# SHORT PROBLEM
Which of the lines below contain the word "white"? Report each such line in full, and treat uppercase and lowercase as different.

# DATASET ENTRIES
-- Begin --

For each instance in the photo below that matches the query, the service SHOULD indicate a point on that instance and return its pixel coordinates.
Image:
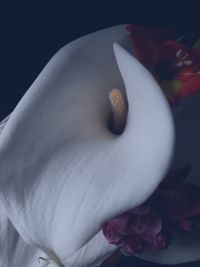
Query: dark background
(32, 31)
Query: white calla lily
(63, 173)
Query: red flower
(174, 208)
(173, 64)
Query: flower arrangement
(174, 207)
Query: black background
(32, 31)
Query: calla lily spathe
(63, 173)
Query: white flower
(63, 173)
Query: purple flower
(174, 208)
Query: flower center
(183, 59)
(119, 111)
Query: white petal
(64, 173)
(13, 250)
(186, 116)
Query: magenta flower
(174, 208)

-- End --
-- Begin --

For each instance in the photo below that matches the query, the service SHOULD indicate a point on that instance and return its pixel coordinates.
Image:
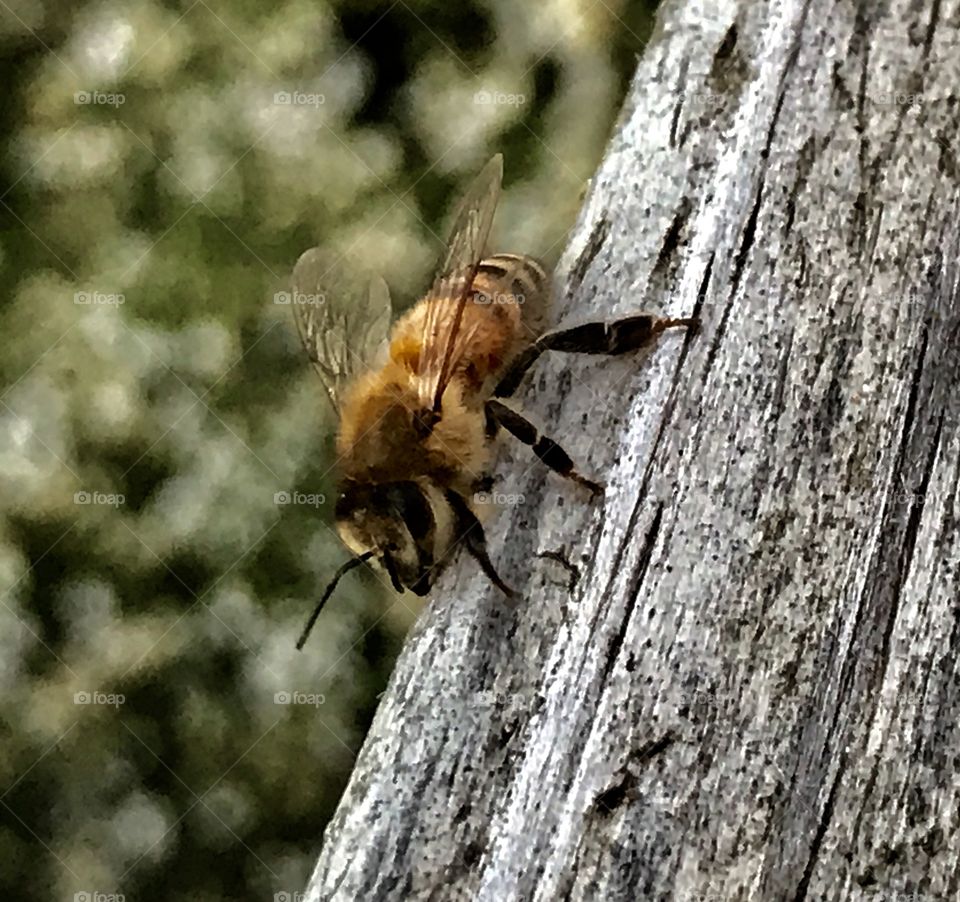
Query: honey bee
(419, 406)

-- End --
-- Begin --

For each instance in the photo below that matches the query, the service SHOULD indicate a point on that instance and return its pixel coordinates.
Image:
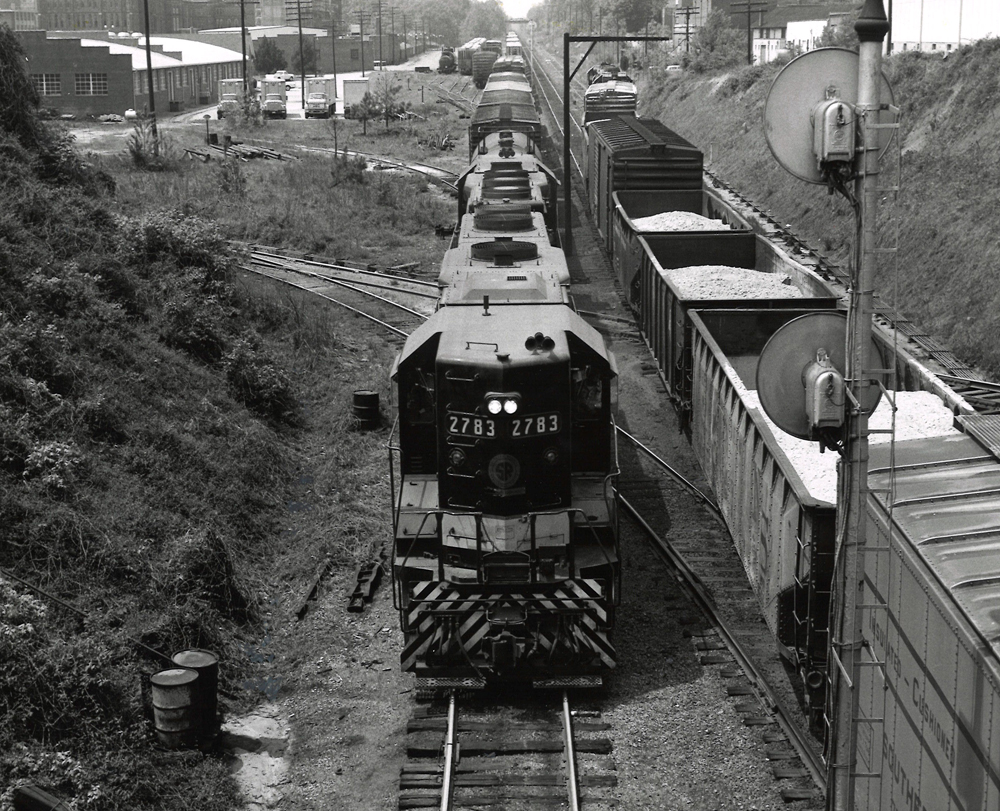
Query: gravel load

-- End --

# CORRECT RESPONSE
Query: white calla lily
Query: white flower
Query: white petal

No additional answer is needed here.